» **WRITTEN INSTRUCTION**: Put the records between the lines holding "Where can the dark" and "<point>385,176</point>", inclusive, into a two-column CSV with the columns text and answer. Give one row per record, with each value in a single quoted field and line breaks replaced by spaces.

[Excerpts from point annotation data]
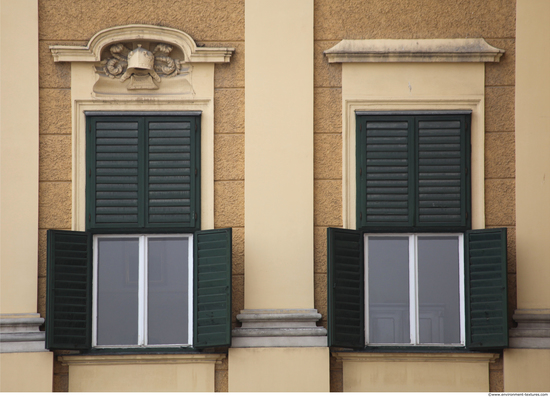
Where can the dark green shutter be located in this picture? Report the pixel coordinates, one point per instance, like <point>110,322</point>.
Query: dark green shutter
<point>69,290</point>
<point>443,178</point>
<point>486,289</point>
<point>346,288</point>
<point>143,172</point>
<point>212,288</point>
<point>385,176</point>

...

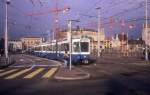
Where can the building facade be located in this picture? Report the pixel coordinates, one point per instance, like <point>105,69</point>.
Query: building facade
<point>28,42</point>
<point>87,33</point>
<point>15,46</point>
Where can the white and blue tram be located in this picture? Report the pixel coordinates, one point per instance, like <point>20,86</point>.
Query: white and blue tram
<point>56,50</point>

» **RESPONSE TO THE EXERCISE**:
text,answer
"Where can the dark green shutter be located in this picture? Report the pixel coordinates, one point per instance, like <point>110,322</point>. Query: dark green shutter","<point>69,290</point> <point>443,178</point> <point>486,289</point> <point>346,288</point> <point>143,172</point> <point>212,288</point> <point>385,176</point>"